- **WHAT YOU ARE ASKED TO DO**:
Please reproduce all of the rows below without changing anything. Leave the pictures out of your copy.
— Begin DATASET EXCERPTS —
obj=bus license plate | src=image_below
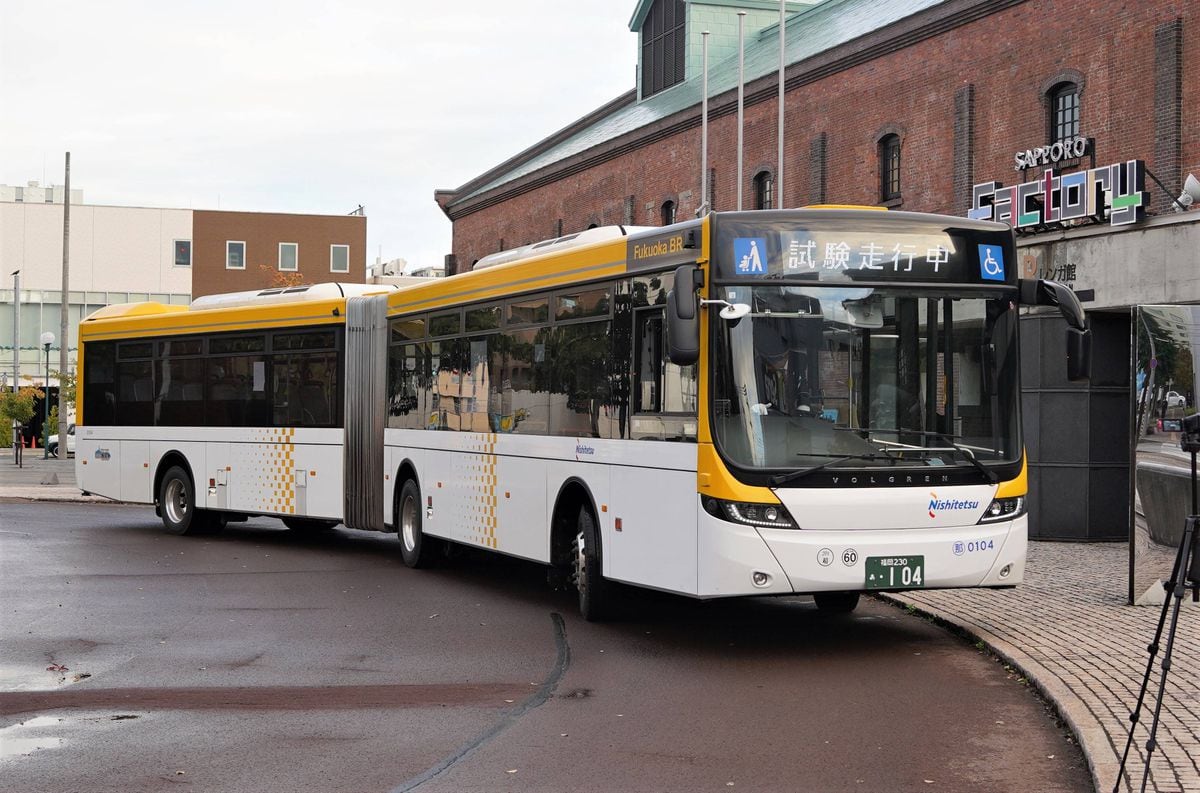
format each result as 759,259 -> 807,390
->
866,557 -> 925,589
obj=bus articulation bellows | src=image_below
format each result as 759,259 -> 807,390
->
77,209 -> 1088,619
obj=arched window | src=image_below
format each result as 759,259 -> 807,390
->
1046,83 -> 1079,143
754,170 -> 775,209
880,133 -> 900,202
641,0 -> 688,100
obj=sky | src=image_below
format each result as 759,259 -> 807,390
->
0,0 -> 637,269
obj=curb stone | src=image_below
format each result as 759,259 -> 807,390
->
880,593 -> 1121,793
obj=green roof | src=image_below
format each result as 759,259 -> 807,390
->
450,0 -> 944,206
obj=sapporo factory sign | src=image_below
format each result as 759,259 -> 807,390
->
967,138 -> 1150,229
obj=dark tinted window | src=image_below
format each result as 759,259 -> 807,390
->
83,342 -> 116,426
509,298 -> 550,325
118,342 -> 154,361
391,317 -> 425,342
554,289 -> 611,322
158,338 -> 204,355
114,359 -> 155,427
467,306 -> 500,334
209,336 -> 266,355
271,352 -> 340,427
155,358 -> 205,427
205,355 -> 271,427
430,311 -> 462,336
550,320 -> 612,438
271,330 -> 337,353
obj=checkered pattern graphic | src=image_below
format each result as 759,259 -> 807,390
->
245,427 -> 296,515
461,432 -> 499,549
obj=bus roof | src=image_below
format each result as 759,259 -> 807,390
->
79,283 -> 395,341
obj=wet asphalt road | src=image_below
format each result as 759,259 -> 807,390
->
0,503 -> 1091,793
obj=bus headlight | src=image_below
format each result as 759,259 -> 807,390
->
702,495 -> 799,529
979,495 -> 1025,523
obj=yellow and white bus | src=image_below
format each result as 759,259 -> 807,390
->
77,208 -> 1087,619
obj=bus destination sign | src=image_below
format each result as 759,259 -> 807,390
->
625,221 -> 700,271
720,228 -> 1015,283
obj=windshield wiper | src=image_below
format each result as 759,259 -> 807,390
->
895,432 -> 1000,485
767,452 -> 896,487
950,440 -> 1000,485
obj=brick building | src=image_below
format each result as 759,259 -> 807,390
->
434,0 -> 1200,539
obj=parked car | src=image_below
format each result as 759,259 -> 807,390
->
46,423 -> 74,457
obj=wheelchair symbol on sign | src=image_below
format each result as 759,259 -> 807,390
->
983,248 -> 1004,276
979,245 -> 1004,281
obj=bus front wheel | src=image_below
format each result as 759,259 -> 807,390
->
571,506 -> 616,623
812,591 -> 858,614
158,465 -> 226,534
396,479 -> 438,567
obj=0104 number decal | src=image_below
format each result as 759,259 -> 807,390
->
954,540 -> 996,557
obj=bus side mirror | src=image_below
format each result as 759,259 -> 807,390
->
667,264 -> 704,366
1020,278 -> 1092,380
1067,328 -> 1092,380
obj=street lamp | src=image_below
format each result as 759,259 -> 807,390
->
41,331 -> 54,459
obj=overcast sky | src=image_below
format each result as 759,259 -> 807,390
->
0,0 -> 637,268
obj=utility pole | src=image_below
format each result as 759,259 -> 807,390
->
12,270 -> 20,394
57,151 -> 70,448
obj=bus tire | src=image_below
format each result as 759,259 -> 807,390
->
812,591 -> 858,614
158,465 -> 209,534
280,517 -> 337,534
571,506 -> 617,623
396,479 -> 440,569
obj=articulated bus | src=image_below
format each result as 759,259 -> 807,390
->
76,208 -> 1088,619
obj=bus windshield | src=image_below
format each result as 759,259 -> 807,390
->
712,284 -> 1021,485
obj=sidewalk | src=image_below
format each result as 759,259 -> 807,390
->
888,542 -> 1200,793
0,450 -> 1200,793
0,449 -> 109,501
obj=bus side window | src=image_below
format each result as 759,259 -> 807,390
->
631,310 -> 700,440
83,342 -> 116,426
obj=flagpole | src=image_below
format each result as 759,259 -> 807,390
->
775,0 -> 787,209
738,11 -> 746,212
696,30 -> 708,217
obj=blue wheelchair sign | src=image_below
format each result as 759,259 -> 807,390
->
979,245 -> 1004,281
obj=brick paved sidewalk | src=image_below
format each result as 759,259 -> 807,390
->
889,542 -> 1200,793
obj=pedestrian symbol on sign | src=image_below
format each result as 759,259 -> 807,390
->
733,236 -> 767,276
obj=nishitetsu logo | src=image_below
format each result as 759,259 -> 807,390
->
929,491 -> 979,518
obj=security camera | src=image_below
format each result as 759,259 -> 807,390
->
1175,174 -> 1200,212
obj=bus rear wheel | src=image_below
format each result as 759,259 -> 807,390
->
395,479 -> 440,567
158,465 -> 226,534
812,591 -> 858,614
571,506 -> 617,623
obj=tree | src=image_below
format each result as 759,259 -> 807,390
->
0,385 -> 42,445
258,264 -> 304,289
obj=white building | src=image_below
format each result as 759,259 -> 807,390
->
0,189 -> 192,388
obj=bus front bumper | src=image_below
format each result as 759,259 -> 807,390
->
698,512 -> 1028,597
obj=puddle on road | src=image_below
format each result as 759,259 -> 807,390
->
0,716 -> 64,761
0,666 -> 91,691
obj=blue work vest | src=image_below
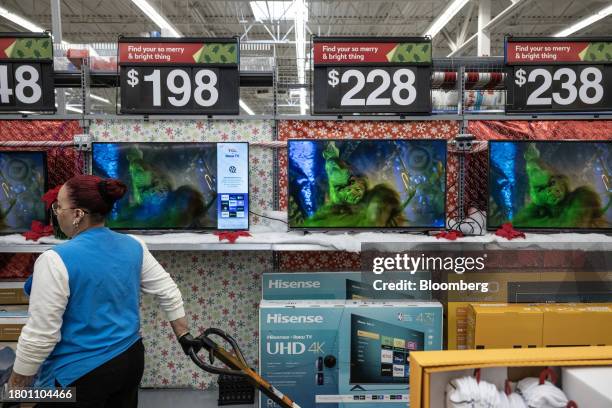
— End DATASET EXCERPTS —
- **OUTPUT**:
obj=bus license plate | src=image_below
format each result as 759,259 -> 807,390
->
866,557 -> 925,589
obj=bus articulation bellows | src=image_below
format each result as 759,259 -> 807,390
->
77,209 -> 1088,619
obj=arched window | src=image_below
format each result as 759,259 -> 807,390
->
1046,83 -> 1079,143
754,170 -> 775,209
880,133 -> 900,202
641,0 -> 688,100
obj=sky | src=image_below
format each result as 759,259 -> 807,390
->
0,0 -> 637,269
obj=curb stone | src=image_below
format each result as 759,259 -> 807,390
->
880,593 -> 1121,793
obj=green roof | src=image_below
format each result as 759,259 -> 807,390
->
450,0 -> 944,206
obj=sapporo factory sign | src=image_below
format each result as 759,259 -> 807,390
->
967,138 -> 1150,229
obj=dark tinted window | src=image_below
format each result as 759,259 -> 807,390
->
83,342 -> 116,426
509,298 -> 550,325
118,342 -> 154,361
391,317 -> 425,342
554,289 -> 611,322
158,338 -> 204,355
114,359 -> 155,427
467,306 -> 500,334
209,336 -> 266,355
271,352 -> 340,427
155,358 -> 205,427
205,355 -> 271,427
430,311 -> 462,336
550,320 -> 612,438
271,330 -> 337,353
obj=checkered pattern graphic | src=image_below
format each result as 759,259 -> 807,390
->
245,427 -> 296,515
461,432 -> 499,549
obj=bus roof | src=image_below
format each result as 759,259 -> 807,390
->
79,283 -> 395,341
obj=wet asphalt road | src=image_below
format each result as 759,259 -> 807,390
->
0,503 -> 1091,793
obj=bus headlight | src=image_below
format each result as 759,259 -> 807,390
->
702,495 -> 799,529
979,495 -> 1025,523
obj=yellow and white bus | src=image_below
format each result as 759,259 -> 807,390
->
77,208 -> 1087,619
obj=bus destination sign | src=image_below
format each result as 759,259 -> 807,390
->
625,221 -> 700,271
720,228 -> 1015,283
obj=windshield wiper | src=image_below
format each result as 759,259 -> 807,390
->
895,432 -> 1000,485
767,452 -> 896,487
950,440 -> 1000,485
obj=brick building | src=image_below
format each result as 759,259 -> 807,390
->
434,0 -> 1200,539
obj=parked car | src=image_below
format each result as 759,259 -> 807,390
->
46,423 -> 74,457
obj=wheelchair symbol on sign | src=image_below
format each result as 759,259 -> 807,390
->
983,248 -> 1004,276
979,245 -> 1004,281
obj=bus front wheel | src=image_below
format each result as 759,259 -> 807,390
->
571,506 -> 616,623
812,591 -> 858,614
158,465 -> 226,534
396,479 -> 438,567
obj=0104 number decal | src=image_below
format each result as 759,259 -> 807,390
->
954,540 -> 996,557
obj=bus side mirror | src=image_below
format each result as 759,259 -> 807,390
->
667,264 -> 704,366
1020,278 -> 1092,380
1067,328 -> 1092,380
obj=street lamp | src=image_below
format each result as 759,259 -> 807,390
->
41,331 -> 54,459
obj=overcast sky | src=image_below
format each result as 759,259 -> 807,390
->
0,0 -> 637,268
obj=utility pole | src=image_below
format each result as 759,259 -> 807,390
->
12,270 -> 20,394
57,151 -> 70,448
obj=bus tire | src=image_below
format each result as 759,259 -> 807,390
->
812,591 -> 858,614
158,465 -> 209,534
280,517 -> 337,534
571,506 -> 617,623
396,479 -> 440,569
obj=articulated bus | src=image_below
format each result as 759,259 -> 807,390
->
76,208 -> 1088,619
obj=bus windshield | src=image_below
format each result as 759,259 -> 807,390
->
712,284 -> 1021,485
obj=sidewalk | src=image_below
format each result as 759,259 -> 807,390
->
888,542 -> 1200,793
0,450 -> 1200,793
0,449 -> 109,501
obj=bus side window | src=image_below
format each result as 759,259 -> 807,390
->
631,310 -> 700,440
83,342 -> 116,426
obj=flagpole | src=image_below
format each result as 759,259 -> 807,390
->
775,0 -> 787,209
738,11 -> 746,212
696,30 -> 708,217
obj=blue wheelchair sign | src=image_below
format each result as 759,259 -> 807,390
->
979,245 -> 1004,281
obj=brick paved sidewalk | src=image_below
format each result as 759,259 -> 807,390
->
889,542 -> 1200,793
obj=pedestrian symbol on sign | src=image_below
format each result as 759,259 -> 807,390
->
733,236 -> 767,276
obj=nishitetsu logo | src=image_below
format each result as 759,259 -> 807,390
->
929,491 -> 979,518
obj=security camera | src=image_below
format each result as 759,259 -> 807,390
->
1175,174 -> 1200,212
obj=bus rear wheel | src=image_below
format each result as 759,259 -> 807,390
->
395,479 -> 440,567
158,465 -> 226,534
812,591 -> 858,614
571,506 -> 617,623
obj=tree | src=image_below
format each result as 759,259 -> 807,390
->
0,385 -> 42,445
258,264 -> 304,289
obj=white building | src=image_below
format each result as 759,259 -> 807,390
->
0,189 -> 192,388
obj=bus front bumper | src=image_below
format each result as 759,259 -> 807,390
->
698,512 -> 1028,597
obj=puddle on road | src=image_below
format each result as 759,259 -> 807,390
->
0,716 -> 64,761
0,666 -> 91,691
obj=blue work vest | src=image_below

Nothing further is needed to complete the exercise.